__DOCUMENT TEXT__:
>> Begin

Last year The Cheshire Cheese company sold 180,000 pounds ($247,000) worth of artisan truckles -- the traditional name for cheese shaped like a barrel -- to European Union customers, but Managing Director Simon Spurrell says that is no longer possible.

 

“That’s completely gone. At the moment we’ve had to just switch that light out,” said Spurrell, surrounded by milking cows at the company’s creamery near Matlock, northern England.

 

London and Brussels agreed a last-minute trade deal last December which averted border tariffs, but many companies, particularly smaller ones, have warned that the deal has thrown up new obstacles to trade that are killing business.

 

Spurrell can no longer sell cheese gift boxes worth around 25 pounds to the EU through his online shop because each consignment needs to be accompanied by a health certificate signed off by a vet that costs 180 pounds per consignment, regardless of size.

>> End

__GIVEN RECORDS__:
>> Begin

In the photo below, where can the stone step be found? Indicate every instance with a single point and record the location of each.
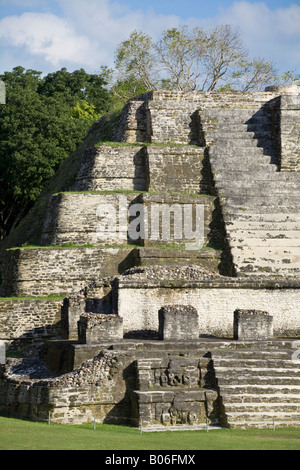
(272, 363)
(285, 258)
(261, 192)
(234, 161)
(273, 407)
(264, 350)
(239, 133)
(237, 127)
(221, 151)
(263, 234)
(245, 217)
(266, 424)
(253, 372)
(271, 229)
(281, 380)
(255, 166)
(237, 143)
(267, 398)
(258, 419)
(250, 202)
(259, 185)
(257, 390)
(245, 174)
(236, 115)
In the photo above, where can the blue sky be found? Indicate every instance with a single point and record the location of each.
(49, 34)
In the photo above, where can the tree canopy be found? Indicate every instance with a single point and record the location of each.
(194, 59)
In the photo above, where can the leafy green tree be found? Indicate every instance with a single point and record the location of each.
(137, 57)
(42, 122)
(193, 59)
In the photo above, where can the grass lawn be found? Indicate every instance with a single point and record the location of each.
(23, 435)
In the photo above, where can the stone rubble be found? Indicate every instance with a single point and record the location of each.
(32, 372)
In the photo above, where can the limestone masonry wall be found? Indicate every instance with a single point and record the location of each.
(110, 168)
(29, 318)
(41, 272)
(215, 305)
(290, 132)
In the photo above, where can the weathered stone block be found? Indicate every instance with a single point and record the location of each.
(178, 322)
(253, 325)
(94, 328)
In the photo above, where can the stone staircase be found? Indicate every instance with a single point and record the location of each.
(261, 205)
(258, 386)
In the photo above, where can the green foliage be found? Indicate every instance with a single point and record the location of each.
(42, 122)
(193, 59)
(24, 435)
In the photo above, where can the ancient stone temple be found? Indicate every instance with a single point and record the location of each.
(164, 288)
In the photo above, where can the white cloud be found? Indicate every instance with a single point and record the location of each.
(47, 36)
(274, 35)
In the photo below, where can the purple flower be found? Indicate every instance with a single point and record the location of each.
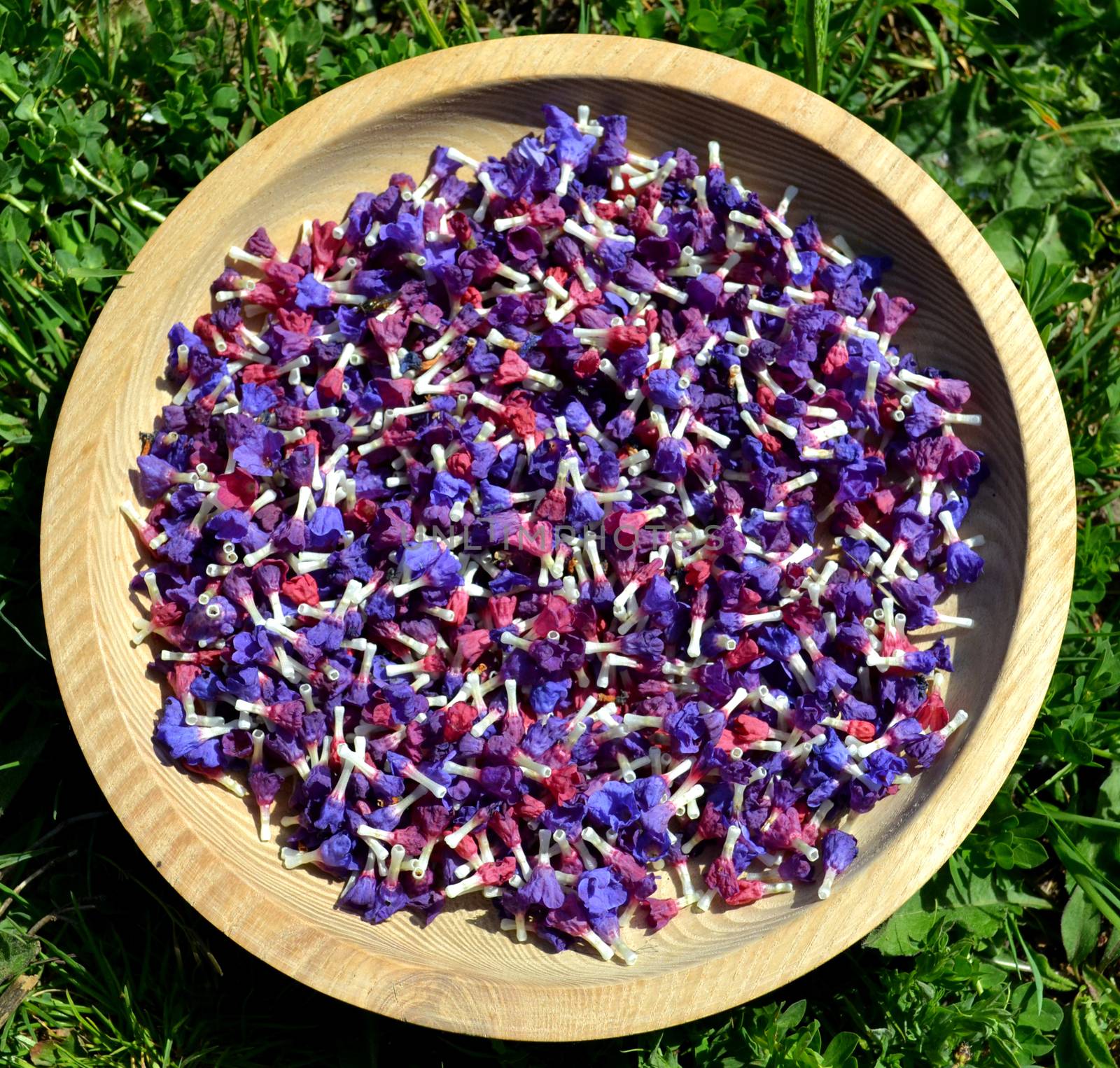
(601, 892)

>> End

__DIRECTION 1__:
Answer the following questions using the article on The Cheshire Cheese company:
(a) What is a truckle?
(b) Where is the company's creamery located?
(c) How much does the vet-signed health certificate cost?
__DIRECTION 2__:
List every monetary amount mentioned in the article on The Cheshire Cheese company.
__DIRECTION 3__:
Extend the article on The Cheshire Cheese company's lost sales to the European Union, beginning after its final sentence.
The rows were drawn from a different source than the text.

__TASK RESPONSE 1__:
(a) The traditional name for cheese shaped like a barrel.
(b) Near Matlock, northern England.
(c) 180 pounds per consignment, regardless of size.

__TASK RESPONSE 2__:
- 180,000 pounds
- $247,000
- around 25 pounds
- 180 pounds

__TASK RESPONSE 3__:
The company has therefore put on hold plans for a 1 million pound new distribution centre in Macclesfield, northern England, and is instead considering setting up its own hub in France, where it can still ship on a wholesale basis.

 

Prime Minister Boris Johnson argued that Britain would be free to trade globally once it had cast off the shackles of the EU and has said the bureaucratic snags are teething problems.

 

But for many companies that built up markets in the world’s biggest trading bloc during Britain’s 47-year membership, the new relationship is hitting sales and putting pressure on jobs and investment.

 

Smaller firms are bearing the brunt of the fallout, from specialist beef producers to shoe makers and fishing crews.

 

At The Cheshire Cheese Company, which sells a type of crumbly cheese first recorded over 400 years ago, recent investments in multi-lingual websites helped European online sales jump last year and they had been forecasting a 40% rise this year.

 

Spurrell thinks that the lack of an exemption from costly certificates for direct consumer sales was an oversight as negotiators rushed to seal the deal. He’s in touch with the government about the difficulties he’s facing but time is running out.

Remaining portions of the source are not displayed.